Fragestellungen: 1) Welche offenen Versorgungsbedarfe haben MmD in der primärärztlichen Versorgung und welche Faktoren sind mit der Anzahl an offenen Bedarfen assoziiert? 2) Führt die Implementierung des IMS zur verbesserten Identifikation von individuellen Bedarfen sowie zu verbesserten Interventionsempfehlungen, um diese Bedarfe adäquat zu adressieren?
----
Fassen Sie den Absatz aus dem Textauszug, der mit „Fragestellungen: 1)“ beginnt, als knappe Liste zusammen. Stützen Sie sich allein auf den Textauszug.
----
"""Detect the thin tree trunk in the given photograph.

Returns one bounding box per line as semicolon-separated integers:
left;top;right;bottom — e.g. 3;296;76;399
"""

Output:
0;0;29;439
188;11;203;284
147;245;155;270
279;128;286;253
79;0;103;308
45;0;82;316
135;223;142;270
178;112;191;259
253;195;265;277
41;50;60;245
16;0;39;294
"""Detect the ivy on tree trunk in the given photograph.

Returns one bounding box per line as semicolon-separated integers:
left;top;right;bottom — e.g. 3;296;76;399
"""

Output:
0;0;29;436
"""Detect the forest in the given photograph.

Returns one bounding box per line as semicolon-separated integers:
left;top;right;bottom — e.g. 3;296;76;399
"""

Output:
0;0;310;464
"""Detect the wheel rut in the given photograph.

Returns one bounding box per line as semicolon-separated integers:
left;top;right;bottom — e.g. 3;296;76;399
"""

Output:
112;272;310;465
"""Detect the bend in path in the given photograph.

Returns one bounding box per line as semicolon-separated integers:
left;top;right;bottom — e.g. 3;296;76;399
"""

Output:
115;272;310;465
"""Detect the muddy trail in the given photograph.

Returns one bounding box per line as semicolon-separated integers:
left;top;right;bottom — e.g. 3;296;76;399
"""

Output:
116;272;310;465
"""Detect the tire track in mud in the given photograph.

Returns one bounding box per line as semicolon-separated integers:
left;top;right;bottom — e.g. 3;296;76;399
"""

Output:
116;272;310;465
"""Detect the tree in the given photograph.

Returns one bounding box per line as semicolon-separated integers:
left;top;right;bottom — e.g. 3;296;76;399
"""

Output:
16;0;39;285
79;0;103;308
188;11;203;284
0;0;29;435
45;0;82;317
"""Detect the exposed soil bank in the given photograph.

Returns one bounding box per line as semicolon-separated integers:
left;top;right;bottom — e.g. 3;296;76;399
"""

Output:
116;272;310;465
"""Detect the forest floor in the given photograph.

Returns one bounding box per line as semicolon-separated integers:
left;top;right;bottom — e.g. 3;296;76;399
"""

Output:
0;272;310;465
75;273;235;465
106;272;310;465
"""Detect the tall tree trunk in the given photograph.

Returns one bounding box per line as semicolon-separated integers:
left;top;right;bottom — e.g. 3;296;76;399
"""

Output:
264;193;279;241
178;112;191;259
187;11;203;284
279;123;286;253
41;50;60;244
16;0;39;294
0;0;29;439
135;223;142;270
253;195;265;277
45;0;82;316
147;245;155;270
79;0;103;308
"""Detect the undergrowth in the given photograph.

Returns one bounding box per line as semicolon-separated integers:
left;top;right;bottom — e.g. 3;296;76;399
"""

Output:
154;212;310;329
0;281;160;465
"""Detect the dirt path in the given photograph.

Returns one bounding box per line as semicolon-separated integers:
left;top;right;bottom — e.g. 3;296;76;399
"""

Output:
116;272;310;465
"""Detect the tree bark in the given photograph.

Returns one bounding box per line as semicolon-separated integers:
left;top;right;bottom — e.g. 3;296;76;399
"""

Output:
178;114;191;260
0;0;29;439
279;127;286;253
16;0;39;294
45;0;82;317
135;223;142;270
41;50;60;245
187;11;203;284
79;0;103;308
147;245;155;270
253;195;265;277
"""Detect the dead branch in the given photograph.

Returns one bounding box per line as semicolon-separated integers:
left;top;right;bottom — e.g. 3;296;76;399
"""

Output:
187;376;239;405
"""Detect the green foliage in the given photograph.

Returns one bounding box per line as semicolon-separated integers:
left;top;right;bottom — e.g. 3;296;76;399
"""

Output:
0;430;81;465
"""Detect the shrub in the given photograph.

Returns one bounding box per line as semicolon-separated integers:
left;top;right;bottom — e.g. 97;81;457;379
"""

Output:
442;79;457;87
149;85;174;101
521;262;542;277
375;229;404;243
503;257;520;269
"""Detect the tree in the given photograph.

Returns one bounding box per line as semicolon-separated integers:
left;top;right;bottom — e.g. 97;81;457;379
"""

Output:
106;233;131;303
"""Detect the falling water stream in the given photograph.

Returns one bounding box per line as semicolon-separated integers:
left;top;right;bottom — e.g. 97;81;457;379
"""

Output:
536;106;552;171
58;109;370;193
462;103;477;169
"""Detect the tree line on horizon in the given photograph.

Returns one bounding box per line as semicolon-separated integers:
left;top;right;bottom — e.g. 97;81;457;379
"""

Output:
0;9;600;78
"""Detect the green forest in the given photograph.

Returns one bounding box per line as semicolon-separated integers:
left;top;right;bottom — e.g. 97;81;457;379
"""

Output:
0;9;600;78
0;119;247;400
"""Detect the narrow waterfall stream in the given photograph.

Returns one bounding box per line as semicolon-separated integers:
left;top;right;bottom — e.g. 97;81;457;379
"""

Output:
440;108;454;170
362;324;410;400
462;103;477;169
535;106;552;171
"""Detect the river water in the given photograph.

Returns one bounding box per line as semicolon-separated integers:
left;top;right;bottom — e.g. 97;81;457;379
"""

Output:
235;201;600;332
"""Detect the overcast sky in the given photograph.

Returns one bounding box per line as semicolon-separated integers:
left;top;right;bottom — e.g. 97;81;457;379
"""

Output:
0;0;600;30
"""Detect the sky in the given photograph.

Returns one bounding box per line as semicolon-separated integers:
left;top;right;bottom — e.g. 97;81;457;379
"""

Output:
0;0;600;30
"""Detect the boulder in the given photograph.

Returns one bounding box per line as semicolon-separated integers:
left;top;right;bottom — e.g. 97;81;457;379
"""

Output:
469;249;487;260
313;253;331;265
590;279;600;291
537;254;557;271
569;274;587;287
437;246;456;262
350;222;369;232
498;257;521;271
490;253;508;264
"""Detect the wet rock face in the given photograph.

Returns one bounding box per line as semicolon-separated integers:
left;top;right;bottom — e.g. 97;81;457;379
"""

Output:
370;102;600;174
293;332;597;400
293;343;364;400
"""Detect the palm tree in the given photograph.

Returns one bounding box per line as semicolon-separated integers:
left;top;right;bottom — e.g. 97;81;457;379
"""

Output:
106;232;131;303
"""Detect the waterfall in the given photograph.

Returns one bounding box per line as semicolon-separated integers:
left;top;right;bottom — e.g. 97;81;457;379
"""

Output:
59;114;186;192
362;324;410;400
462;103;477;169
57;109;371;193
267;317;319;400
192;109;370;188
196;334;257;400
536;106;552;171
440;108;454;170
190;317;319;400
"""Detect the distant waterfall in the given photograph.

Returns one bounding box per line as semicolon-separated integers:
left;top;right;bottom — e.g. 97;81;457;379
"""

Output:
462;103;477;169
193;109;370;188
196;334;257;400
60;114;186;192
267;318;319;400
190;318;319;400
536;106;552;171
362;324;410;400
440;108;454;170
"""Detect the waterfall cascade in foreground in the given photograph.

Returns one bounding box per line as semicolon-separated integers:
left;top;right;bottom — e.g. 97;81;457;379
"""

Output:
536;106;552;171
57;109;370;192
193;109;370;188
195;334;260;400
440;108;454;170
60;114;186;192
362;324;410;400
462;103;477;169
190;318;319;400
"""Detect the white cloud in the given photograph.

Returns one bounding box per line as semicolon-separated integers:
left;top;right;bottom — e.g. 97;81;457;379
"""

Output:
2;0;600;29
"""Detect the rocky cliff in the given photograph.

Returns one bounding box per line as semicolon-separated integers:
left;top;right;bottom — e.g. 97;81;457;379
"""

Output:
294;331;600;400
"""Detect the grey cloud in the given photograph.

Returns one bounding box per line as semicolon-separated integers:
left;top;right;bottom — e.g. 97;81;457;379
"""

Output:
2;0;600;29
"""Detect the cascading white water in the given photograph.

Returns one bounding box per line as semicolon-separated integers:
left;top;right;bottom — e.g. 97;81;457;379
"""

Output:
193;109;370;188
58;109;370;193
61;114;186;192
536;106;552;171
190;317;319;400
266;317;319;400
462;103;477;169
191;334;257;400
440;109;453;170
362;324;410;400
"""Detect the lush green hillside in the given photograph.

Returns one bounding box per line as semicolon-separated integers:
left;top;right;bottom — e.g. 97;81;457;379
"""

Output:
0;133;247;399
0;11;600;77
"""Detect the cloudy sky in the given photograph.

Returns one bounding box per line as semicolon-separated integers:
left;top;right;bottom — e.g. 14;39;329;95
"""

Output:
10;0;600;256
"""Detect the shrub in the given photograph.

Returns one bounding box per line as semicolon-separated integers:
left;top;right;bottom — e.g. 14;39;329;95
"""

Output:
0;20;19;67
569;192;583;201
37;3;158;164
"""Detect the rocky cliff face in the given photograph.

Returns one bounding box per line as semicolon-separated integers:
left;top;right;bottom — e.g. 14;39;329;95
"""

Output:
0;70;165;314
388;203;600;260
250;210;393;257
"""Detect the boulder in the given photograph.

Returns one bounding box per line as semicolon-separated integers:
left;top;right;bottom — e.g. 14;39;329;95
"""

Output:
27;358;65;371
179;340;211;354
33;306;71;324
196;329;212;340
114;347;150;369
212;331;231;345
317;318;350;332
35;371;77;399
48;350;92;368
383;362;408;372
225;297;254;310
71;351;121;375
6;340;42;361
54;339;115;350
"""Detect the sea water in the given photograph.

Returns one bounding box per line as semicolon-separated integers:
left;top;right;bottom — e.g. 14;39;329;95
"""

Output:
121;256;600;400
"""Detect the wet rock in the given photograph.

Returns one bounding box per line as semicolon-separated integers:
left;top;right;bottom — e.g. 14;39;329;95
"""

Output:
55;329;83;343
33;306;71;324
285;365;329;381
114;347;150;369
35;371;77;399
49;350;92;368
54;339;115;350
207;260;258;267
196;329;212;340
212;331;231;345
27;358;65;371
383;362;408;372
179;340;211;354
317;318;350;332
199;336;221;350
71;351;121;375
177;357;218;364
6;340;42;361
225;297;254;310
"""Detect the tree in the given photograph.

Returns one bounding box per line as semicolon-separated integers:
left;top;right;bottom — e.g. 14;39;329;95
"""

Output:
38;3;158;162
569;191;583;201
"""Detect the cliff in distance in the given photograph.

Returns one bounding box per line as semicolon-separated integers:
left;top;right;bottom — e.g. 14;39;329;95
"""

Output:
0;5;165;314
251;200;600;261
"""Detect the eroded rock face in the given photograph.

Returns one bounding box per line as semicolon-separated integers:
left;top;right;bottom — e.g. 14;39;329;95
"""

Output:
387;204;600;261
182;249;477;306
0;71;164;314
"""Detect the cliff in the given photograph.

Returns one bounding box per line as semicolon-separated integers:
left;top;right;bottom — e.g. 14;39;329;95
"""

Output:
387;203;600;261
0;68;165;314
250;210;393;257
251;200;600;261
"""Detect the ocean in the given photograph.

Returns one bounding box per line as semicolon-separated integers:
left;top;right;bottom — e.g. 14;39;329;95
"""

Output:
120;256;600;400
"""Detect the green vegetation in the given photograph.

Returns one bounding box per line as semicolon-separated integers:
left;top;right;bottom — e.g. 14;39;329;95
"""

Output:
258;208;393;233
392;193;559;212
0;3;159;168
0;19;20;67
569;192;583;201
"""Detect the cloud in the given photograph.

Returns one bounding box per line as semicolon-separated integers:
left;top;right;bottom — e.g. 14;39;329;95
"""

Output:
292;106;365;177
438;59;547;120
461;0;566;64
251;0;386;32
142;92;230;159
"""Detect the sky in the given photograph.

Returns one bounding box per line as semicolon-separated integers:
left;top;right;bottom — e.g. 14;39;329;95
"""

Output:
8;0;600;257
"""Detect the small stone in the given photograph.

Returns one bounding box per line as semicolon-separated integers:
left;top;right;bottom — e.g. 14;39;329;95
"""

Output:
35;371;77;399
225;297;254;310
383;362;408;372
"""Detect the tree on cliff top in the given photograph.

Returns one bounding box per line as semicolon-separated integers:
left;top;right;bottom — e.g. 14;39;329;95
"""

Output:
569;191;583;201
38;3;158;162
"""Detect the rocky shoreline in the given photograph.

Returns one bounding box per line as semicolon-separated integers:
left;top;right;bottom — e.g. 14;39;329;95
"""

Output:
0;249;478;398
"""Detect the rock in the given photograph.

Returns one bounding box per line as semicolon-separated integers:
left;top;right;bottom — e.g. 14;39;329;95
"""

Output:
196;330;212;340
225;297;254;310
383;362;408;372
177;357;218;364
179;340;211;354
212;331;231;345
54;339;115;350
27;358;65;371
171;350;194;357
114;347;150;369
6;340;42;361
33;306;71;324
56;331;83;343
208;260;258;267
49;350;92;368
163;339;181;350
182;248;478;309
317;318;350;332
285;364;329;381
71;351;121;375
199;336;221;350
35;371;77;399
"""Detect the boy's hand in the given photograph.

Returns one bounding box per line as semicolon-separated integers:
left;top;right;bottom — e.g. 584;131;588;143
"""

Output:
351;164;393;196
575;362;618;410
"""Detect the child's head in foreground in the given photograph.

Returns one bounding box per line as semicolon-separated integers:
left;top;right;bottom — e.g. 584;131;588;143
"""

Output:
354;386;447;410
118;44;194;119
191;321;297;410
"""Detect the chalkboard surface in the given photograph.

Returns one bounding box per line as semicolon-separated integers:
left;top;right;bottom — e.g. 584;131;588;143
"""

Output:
----
■ **ANTWORTBEREICH**
- Offene Versorgungsbedarfe von MmD in der primärärztlichen Versorgung und Faktoren, die mit ihrer Anzahl zusammenhängen
- Ob die Implementierung des IMS individuelle Bedarfe besser erkennen lässt und zu besseren Interventionsempfehlungen führt, um diese Bedarfe angemessen anzugehen